# STORED DATA
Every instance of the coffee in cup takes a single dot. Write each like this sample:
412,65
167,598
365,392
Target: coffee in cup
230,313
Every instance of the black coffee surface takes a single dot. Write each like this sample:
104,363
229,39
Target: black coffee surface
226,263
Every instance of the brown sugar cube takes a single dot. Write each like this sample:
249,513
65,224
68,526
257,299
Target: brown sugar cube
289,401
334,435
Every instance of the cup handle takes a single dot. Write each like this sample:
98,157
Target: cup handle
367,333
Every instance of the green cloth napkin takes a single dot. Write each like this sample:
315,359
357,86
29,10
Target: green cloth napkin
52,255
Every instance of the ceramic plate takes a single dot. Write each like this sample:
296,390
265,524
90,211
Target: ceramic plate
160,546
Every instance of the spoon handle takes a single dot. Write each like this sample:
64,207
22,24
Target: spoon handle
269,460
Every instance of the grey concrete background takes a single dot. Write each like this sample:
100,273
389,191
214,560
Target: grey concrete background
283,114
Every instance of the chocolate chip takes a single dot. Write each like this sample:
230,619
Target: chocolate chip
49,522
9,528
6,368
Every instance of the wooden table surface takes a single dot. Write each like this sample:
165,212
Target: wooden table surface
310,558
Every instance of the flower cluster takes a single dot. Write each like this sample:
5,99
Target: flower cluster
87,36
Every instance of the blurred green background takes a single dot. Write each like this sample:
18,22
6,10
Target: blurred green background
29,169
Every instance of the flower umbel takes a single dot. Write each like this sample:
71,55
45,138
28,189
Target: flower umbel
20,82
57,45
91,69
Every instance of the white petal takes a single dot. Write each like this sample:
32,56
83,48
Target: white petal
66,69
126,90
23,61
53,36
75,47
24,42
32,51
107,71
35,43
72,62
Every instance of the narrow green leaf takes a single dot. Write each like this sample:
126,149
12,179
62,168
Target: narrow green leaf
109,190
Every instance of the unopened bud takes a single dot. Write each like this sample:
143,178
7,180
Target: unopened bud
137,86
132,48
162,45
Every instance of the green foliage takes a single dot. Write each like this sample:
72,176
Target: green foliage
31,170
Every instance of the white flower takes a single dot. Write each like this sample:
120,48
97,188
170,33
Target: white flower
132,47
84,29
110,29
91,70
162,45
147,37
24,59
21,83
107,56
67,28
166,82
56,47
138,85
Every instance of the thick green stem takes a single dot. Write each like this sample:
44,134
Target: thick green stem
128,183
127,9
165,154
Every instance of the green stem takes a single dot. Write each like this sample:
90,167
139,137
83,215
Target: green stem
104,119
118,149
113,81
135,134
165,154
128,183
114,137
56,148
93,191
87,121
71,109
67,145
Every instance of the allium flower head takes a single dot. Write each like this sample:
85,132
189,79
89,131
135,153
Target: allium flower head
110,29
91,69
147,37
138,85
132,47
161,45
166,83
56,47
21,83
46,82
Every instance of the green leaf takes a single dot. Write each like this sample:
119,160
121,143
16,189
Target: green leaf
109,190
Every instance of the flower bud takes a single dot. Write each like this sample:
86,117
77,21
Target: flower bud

# WHAT THE TASK REQUIRES
Copy exactly the lines running from the one that contains "Target: green leaf" to the end of the material, both ends included.

# TASK SOLUTION
Target: green leaf
109,190
Every instance of the flower bud takes a single dot. Write each like this sample:
86,117
77,21
Target: flower bud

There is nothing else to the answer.